Text Start Marker

In her waywardness, she has now become a stranger to me. I barely know her anymore, but from what I do know, I don’t think she’s the type of woman I’d wife again. I can’t see how I could fall “in love” with her all over again. Our incompatibilites are just too apparent, there is too much water under the bridge, and though I do find her somewhat still physically attractive…..that attraction is superficial. I don’t find her appealing from a mental, spiritual, or emotional level. I think she can sense it now, though she probably doesn’t care…..I used to think that once I emotionally disconnected, she’d come back…..but it’s been so long and now I don’t think so. I can’t unsee what I’ve seen and there is no way back for us. The connection is gone.
The part now is working through my anger and trying to get over the fact that she hurt and disrespected me destroyed our family so callously without remorse or repentance. I have to overcome this desire to want to see karma or revenge against her. The desire to prove that she was wrong for this and should take accountability. Yet in the end, it seems that this desire hurts me more in the end as she continues to live her life as if she has done nothing wrong….feeling nothing…..and believing she still deserves an ending befitting of a ‘good’ person. This tells me that she just isn’t right for me. Perhaps this was a lesson. Maybe it was my karma that I’m burning off. Maybe I deserved this for something I did in a past life or something as I truly don’t understand what I could have done to deserve so much pain.

Text End Marker
Stored data Start Marker

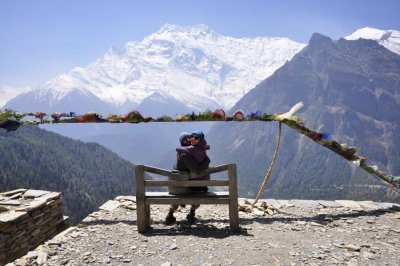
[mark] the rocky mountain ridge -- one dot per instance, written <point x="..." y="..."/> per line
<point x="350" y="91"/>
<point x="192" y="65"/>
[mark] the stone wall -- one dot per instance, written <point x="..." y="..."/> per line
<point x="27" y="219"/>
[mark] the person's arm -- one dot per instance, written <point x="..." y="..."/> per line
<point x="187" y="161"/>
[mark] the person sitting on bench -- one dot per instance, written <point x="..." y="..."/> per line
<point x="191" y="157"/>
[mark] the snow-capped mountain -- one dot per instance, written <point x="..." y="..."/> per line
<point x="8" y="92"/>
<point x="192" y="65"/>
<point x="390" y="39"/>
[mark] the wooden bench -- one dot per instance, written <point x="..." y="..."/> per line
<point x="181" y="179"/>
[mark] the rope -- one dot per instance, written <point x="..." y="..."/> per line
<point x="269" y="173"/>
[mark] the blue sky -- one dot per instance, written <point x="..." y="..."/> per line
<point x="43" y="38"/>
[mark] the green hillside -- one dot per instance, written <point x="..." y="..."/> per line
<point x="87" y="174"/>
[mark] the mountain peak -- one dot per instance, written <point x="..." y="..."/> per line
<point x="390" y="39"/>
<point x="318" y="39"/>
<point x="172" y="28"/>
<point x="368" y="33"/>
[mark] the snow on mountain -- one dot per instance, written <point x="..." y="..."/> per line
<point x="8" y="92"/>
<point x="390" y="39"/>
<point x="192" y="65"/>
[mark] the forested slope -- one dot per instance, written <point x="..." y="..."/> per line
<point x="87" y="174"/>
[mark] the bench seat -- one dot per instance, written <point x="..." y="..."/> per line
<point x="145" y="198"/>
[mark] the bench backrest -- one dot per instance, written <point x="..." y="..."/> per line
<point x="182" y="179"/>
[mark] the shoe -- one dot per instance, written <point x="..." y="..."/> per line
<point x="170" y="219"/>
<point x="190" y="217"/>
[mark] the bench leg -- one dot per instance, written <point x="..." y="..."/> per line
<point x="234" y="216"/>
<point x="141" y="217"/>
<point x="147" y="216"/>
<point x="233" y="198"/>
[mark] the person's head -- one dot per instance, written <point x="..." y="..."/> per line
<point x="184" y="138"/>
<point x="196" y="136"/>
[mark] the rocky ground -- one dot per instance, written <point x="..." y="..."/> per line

Stored data End Marker
Stored data Start Marker

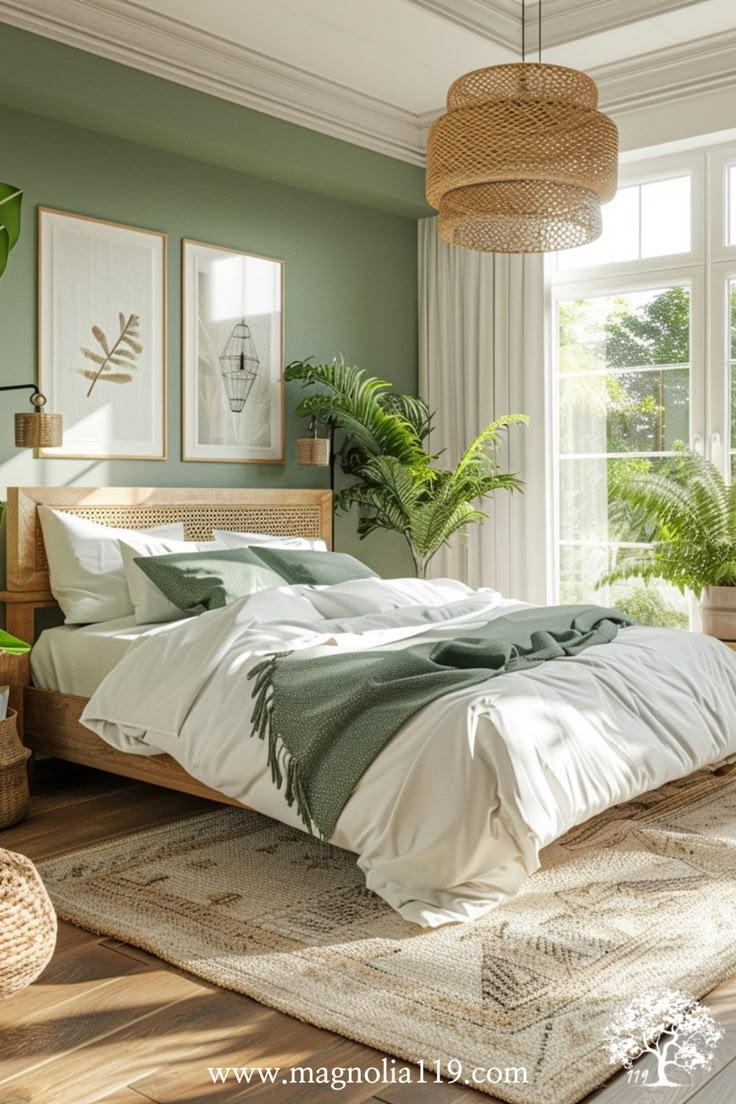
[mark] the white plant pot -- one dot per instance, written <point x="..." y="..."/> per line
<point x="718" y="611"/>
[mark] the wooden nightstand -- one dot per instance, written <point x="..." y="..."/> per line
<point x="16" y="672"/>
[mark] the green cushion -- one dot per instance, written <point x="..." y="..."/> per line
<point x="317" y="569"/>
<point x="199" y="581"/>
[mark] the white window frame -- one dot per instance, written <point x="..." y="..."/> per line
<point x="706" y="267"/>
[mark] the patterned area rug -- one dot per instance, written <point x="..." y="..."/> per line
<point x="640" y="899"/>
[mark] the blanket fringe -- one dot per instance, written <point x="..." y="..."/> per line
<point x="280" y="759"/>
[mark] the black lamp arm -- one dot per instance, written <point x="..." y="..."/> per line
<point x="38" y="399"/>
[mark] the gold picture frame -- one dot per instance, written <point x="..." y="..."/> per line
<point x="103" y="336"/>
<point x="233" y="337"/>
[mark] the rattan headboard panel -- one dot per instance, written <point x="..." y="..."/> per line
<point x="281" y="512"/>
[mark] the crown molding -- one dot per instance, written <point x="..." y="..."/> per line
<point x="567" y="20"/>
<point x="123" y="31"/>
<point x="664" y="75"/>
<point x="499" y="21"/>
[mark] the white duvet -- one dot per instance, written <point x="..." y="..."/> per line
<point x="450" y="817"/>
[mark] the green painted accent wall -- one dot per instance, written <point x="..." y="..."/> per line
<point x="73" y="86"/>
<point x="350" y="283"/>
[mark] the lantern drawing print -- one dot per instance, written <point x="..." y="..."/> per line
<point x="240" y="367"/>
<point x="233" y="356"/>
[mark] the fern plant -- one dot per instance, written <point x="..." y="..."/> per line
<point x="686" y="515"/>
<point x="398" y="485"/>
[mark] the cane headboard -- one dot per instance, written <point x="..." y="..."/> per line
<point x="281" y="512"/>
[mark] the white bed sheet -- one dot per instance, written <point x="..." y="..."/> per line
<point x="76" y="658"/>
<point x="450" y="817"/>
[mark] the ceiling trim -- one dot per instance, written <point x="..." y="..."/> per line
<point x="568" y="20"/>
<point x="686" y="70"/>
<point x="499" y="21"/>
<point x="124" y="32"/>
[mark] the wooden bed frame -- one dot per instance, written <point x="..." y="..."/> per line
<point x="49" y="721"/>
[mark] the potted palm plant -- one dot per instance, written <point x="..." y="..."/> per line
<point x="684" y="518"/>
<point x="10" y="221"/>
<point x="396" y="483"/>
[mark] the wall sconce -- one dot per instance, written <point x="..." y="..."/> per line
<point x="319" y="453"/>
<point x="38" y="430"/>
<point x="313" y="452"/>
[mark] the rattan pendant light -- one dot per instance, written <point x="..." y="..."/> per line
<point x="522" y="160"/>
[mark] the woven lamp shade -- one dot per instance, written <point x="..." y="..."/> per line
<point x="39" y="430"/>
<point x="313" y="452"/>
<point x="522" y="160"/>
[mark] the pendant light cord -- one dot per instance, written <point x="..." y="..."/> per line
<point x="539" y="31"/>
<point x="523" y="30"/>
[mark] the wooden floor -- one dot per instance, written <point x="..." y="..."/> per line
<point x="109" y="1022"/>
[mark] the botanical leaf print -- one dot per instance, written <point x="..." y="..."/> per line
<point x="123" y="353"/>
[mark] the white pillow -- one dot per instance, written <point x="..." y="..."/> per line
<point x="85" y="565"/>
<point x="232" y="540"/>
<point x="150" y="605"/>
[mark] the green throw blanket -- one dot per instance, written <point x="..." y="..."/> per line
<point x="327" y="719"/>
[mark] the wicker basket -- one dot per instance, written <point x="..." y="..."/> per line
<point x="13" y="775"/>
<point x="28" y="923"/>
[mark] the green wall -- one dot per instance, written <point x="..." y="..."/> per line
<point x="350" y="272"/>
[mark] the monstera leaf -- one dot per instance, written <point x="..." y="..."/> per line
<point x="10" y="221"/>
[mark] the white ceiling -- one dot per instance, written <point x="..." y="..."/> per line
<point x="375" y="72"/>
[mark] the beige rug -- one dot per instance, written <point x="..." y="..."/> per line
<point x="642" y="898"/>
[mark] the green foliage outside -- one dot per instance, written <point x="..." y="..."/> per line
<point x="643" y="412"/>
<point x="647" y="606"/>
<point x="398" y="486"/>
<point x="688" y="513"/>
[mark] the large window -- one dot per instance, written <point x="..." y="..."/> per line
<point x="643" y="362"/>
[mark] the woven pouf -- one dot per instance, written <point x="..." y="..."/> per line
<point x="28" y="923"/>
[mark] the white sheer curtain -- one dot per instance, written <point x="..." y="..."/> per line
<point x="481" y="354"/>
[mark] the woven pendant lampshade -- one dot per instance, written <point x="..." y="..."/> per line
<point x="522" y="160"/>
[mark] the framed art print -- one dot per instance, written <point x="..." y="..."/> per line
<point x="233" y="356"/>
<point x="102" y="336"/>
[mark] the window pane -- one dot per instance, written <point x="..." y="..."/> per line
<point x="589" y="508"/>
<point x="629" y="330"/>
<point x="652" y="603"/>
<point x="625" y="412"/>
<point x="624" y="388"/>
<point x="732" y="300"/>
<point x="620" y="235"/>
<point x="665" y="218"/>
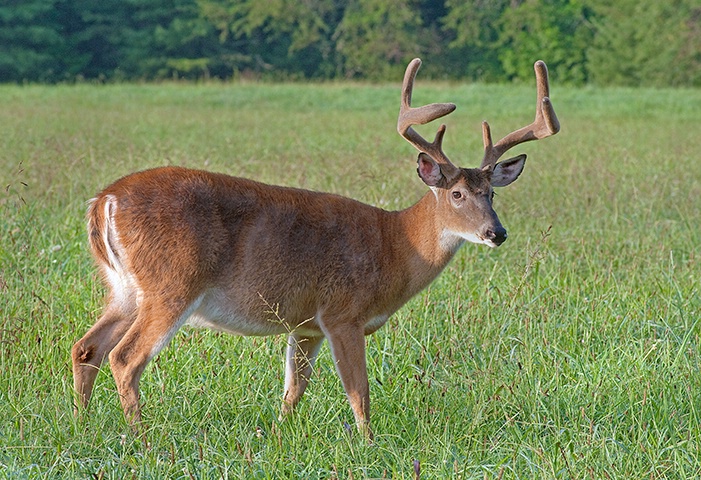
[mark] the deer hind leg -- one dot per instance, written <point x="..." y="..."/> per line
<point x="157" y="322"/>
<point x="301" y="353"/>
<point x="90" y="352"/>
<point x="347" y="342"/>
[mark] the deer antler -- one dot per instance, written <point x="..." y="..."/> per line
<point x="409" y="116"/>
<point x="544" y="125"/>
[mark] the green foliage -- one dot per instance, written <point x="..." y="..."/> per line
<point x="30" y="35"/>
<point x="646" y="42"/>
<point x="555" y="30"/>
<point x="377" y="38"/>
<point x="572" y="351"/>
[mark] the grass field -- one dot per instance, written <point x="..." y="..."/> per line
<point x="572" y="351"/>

Stored data End Marker

Task requirements:
• a. In the reflection on the failed marriage, what levels does the writer say his wife no longer appeals to him on? List every one.
• b. According to the reflection on the failed marriage, why does the writer feel he must overcome his desire to see karma or revenge against his wife?
• c. Carry on the reflection on the failed marriage from its last sentence, in the same voice.
The entries come from a separate source that has nothing to do with the reflection on the failed marriage.

Written responses:
• a. Mental, spiritual, and emotional.

• b. He says this desire ends up hurting him more than it hurts her. She keeps living her life as if she has done nothing wrong, feeling nothing and believing she still deserves a good ending.

• c.
But the reality is that people go thru worse shit all the time. Parents lose kids. Close people die. People catch terminal disease or suffer with life long health conditions. Abject poverty is out there. Kids working for pennies in sweatshops. Millions of Jews experienced the holocaust. Many of my ancestors experienced slavery and jim crow and all the bullshit that went along with that. The great depression happened. The black plague happened. Genghis khan. Pol Pot. Jeffery Dahmer’s victims and their families. Wars happen and people lose their homes and ways of life. We dropped a nuke on hiroshima and nagasaki….911… Southside of Chicago….. Hong Kong…..North Korea…..Ukraine…..There are people dying of starvation……people get abducted, abused, raped, sold into slavery…….millions of people throughout history have lived dreadful lives and died in fear and pain…..
In short, all sorts of evils befall man… many who don’t seem to deserve it. And many would lose a limb to swap and go through what I’m going through instead. Tbh, I’d rather go through this than any of those things. Most other aspects of my life are pretty good and for that I am grateful and truly blessed. I’ve been a pussy about this. I’m not special. As my grandfather used to say, “thank God it is as good as it is.”